[Start of Attachment]
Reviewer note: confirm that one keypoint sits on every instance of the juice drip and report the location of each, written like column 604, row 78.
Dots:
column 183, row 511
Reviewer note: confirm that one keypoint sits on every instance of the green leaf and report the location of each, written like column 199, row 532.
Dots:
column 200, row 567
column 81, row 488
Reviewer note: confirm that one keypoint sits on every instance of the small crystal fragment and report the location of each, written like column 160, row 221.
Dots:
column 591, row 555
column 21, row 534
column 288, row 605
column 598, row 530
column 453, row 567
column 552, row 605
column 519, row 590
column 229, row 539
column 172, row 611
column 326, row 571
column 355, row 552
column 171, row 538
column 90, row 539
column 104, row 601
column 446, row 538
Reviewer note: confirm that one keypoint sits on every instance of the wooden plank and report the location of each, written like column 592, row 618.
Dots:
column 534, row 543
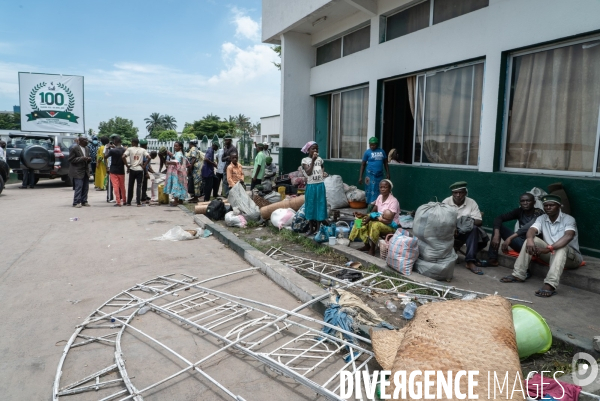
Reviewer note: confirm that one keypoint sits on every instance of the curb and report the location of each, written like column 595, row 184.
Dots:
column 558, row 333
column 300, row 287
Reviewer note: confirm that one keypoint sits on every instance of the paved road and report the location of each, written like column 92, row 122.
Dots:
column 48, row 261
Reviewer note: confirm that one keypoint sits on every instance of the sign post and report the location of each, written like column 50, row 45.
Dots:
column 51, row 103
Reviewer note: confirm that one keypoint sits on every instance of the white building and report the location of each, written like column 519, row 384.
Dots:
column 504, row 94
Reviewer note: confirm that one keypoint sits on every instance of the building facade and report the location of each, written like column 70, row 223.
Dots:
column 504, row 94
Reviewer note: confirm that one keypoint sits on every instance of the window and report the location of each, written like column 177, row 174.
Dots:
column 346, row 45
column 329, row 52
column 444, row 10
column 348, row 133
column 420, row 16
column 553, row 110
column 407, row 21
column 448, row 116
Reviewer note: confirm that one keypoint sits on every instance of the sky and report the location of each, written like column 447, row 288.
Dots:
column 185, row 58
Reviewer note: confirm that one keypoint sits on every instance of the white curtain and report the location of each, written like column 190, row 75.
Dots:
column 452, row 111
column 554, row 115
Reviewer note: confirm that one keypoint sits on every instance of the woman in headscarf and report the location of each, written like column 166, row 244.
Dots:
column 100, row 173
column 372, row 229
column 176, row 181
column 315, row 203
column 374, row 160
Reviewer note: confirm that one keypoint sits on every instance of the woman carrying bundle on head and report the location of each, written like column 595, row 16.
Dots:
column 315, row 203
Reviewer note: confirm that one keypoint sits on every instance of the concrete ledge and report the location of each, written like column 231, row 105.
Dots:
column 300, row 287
[End of Attachment]
WHAT YOU HAVE TO DO:
Search the data above for lines holding "woman" and copy each of them.

RESULT FOR THIS TASK:
Reviewer note: confirm that one keypoint sits on every instance of the woman in headscarf and report the location of each, written like column 166, row 244.
Reviewer note: confirm that one keypoint sits on every instance of the woman carrying bundle on head and report the location of each, written like column 595, row 16.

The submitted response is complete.